*** Opening of EXTRACTED TEXT ***
Foreign Direct Investment | Drug Administration

Land Administration | Compliance | Dispute Resolution

Foreign Direct Investment

China Unveils 2019 Version of Negative Lists for Access of Foreign Investment


 On June 30, 2019, the State Development and Reform Commission and the Ministry of Commerce jointly issued the 2019 Version of the Special Administrative Measures for Access of Foreign Investment, the so-called “Negative List,” updating access restrictions and conditions for foreign investors. The Negative List came into effect July 30, 2019. The 2019 Negative List replaces the 2018 Negative List and further relaxes constraints on foreign investment on certain industries. Details are as follows:

    • Mining Industry: Foreign investors are now permitted to wholly own businesses engaged in exploration and exploitation of oil and natural gas. Foreign investors are also permitted to invest in businesses engaged in exploration and exploitation of varieties of minerals, except for rare earth, radioactive minerals, and tungsten.

    • Manufacturing Industry: Foreign investors are now permitted to invest in the production of rice paper and ingot.

    • Transportation Industry: Foreign investors can now wholly own domestic shipping agencies.

    • Infrastructure Industry: Foreign investors are permitted to wholly own businesses engaged in building and the operation of gas pipeline networks and heating pipe networks.

    • Value-Added Telecommunications Industry: Foreign investors can wholly own businesses engaged in domestic communication service, call center service, and store-and-forward service business.
*** Close of EXTRACTED TEXT ***
*** Opening of DATA TO EXAMINE ***
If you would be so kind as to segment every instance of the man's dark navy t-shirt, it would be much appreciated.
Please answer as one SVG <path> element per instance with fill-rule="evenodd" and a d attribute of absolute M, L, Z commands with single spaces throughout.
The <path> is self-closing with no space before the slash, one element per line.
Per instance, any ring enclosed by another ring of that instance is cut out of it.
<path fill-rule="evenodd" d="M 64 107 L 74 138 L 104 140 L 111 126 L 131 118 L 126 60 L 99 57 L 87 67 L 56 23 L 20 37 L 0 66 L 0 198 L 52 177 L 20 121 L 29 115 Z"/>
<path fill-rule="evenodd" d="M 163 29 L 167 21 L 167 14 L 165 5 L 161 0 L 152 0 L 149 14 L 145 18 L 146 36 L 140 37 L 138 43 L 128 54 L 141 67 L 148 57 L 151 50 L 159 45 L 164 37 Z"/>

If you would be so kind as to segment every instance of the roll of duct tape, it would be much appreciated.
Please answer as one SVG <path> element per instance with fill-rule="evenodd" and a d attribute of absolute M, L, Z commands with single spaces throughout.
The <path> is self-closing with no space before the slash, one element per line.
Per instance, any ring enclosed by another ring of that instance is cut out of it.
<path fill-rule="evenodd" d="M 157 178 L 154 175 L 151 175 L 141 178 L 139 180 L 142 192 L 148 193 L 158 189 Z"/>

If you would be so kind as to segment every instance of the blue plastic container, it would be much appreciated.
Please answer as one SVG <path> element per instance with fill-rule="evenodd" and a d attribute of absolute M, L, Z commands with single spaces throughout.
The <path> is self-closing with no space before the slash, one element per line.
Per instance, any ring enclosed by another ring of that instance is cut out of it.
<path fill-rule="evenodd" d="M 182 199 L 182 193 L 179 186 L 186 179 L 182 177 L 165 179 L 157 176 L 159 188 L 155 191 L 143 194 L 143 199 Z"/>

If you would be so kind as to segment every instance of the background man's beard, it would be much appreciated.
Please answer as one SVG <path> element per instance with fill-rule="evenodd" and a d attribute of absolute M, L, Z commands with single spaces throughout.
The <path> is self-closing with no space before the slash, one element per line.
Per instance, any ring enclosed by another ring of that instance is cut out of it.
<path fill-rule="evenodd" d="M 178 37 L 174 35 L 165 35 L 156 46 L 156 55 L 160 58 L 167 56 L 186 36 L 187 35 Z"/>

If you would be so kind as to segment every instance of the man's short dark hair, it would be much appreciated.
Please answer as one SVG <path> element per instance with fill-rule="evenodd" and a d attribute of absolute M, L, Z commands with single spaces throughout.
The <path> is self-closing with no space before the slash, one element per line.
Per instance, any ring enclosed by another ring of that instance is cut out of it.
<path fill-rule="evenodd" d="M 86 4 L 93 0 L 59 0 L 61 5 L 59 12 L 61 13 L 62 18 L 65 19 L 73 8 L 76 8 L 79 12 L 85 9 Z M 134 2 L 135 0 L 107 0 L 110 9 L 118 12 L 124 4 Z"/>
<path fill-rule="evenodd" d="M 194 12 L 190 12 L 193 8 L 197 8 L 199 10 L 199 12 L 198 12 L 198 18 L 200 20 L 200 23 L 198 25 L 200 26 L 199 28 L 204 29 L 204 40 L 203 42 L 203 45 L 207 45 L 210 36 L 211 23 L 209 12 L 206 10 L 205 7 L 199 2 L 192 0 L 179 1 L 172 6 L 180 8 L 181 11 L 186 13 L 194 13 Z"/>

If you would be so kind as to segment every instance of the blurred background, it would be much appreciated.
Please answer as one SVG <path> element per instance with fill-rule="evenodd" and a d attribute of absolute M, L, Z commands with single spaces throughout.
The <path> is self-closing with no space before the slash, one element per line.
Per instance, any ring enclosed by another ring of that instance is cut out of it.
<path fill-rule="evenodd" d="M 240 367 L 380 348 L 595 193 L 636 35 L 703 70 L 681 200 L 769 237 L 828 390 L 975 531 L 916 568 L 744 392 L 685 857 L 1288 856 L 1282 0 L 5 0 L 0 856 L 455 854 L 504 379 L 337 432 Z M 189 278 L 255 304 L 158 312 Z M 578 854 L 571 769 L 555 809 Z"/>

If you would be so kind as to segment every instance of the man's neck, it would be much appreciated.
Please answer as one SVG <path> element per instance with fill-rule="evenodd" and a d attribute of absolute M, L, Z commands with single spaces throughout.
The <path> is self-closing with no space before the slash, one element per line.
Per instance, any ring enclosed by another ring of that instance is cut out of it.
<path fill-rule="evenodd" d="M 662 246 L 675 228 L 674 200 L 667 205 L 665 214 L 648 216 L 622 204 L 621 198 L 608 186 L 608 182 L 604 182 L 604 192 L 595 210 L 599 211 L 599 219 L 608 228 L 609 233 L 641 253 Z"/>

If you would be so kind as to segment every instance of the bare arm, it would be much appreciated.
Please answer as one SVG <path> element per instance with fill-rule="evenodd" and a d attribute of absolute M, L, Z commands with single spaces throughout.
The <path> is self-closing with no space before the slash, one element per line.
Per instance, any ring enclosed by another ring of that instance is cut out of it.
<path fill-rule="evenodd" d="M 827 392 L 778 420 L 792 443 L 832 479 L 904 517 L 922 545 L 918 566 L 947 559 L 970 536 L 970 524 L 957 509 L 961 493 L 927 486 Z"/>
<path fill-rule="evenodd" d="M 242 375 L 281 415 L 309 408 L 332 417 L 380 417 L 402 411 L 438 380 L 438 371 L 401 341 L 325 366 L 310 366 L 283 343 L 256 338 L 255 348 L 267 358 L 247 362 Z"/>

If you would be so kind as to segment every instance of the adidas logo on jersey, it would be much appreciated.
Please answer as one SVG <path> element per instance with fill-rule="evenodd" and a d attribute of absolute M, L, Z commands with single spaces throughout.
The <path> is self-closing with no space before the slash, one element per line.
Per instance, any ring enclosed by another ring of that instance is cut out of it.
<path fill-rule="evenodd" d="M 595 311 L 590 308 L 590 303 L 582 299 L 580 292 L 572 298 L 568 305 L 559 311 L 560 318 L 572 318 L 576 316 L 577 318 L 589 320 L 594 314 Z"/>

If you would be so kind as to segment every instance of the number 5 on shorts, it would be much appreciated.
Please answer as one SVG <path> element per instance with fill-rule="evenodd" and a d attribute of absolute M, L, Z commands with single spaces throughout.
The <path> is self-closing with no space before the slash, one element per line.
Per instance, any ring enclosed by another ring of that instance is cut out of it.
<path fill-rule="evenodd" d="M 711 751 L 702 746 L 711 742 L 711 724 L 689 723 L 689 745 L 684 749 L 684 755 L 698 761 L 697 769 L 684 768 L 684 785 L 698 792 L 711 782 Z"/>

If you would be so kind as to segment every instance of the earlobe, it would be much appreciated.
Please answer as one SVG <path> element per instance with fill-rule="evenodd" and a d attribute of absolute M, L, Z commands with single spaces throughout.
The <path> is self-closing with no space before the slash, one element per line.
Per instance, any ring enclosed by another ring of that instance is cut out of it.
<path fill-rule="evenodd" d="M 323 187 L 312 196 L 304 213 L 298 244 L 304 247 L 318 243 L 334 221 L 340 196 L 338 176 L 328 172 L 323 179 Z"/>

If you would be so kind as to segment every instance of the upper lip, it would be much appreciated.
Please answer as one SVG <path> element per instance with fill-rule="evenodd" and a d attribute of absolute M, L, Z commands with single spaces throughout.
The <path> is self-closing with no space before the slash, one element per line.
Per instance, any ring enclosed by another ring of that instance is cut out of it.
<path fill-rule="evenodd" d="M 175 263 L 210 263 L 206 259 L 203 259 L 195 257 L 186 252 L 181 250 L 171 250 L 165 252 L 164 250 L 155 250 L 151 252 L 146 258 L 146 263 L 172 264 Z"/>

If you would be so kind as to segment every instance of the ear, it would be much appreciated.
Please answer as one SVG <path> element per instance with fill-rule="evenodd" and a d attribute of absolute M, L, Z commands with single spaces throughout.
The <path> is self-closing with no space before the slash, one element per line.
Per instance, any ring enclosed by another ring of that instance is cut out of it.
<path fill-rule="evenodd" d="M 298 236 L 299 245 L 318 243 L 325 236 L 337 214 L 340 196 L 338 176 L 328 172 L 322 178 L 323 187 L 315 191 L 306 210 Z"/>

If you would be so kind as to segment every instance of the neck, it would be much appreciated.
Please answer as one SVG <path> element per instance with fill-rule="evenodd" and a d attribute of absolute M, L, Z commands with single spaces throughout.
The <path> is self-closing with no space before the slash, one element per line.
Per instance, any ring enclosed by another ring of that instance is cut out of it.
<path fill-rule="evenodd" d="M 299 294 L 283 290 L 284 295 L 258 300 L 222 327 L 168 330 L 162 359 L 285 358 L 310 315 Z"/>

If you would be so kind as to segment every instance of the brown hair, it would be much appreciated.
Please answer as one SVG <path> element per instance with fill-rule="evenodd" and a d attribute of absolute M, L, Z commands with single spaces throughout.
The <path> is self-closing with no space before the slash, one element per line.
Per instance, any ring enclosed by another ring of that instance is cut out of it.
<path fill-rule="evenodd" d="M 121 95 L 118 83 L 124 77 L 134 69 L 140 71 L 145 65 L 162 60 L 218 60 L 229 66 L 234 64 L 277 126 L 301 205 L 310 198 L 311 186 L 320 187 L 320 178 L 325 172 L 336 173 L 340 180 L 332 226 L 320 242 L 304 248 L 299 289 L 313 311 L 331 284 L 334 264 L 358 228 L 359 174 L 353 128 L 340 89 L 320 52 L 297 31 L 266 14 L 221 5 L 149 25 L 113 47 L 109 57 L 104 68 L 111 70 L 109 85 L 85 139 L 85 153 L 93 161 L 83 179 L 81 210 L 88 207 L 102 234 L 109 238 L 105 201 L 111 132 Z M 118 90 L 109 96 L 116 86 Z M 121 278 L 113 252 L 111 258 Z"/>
*** Close of DATA TO EXAMINE ***
- TASKS TO CARRY OUT
1 > According to the article on China's 2019 foreign investment Negative List, on what date did the 2019 Negative List come into effect?
2 > Write a continuation of the article on China's 2019 foreign investment Negative List, picking up after its final sentence.
The entries have no connection to the article on China's 2019 foreign investment Negative List.

- ANSWERS TO THIS EXERCISE
1 > July 30, 2019.

2 >
    • Culture Industry: Foreign investors can wholly own businesses engaged in the creation and operation of cinemas, in addition to talent agencies.

Drug Administration

China Adopts New Drug Administration Law


The most recently revised Drug Administration Law of the People’s Republic of China (the New DAL) was formally passed by the Standing Committee of the National People’s Congress on Aug. 26, 2019, and entered into force Dec. 1, 2019. Compared to the previous version of Drug Administration Law passed in 2015 (2015 DLA), the New DAL adopts a set of new administrative rules and several updated systems, which are becoming more in line with international standards.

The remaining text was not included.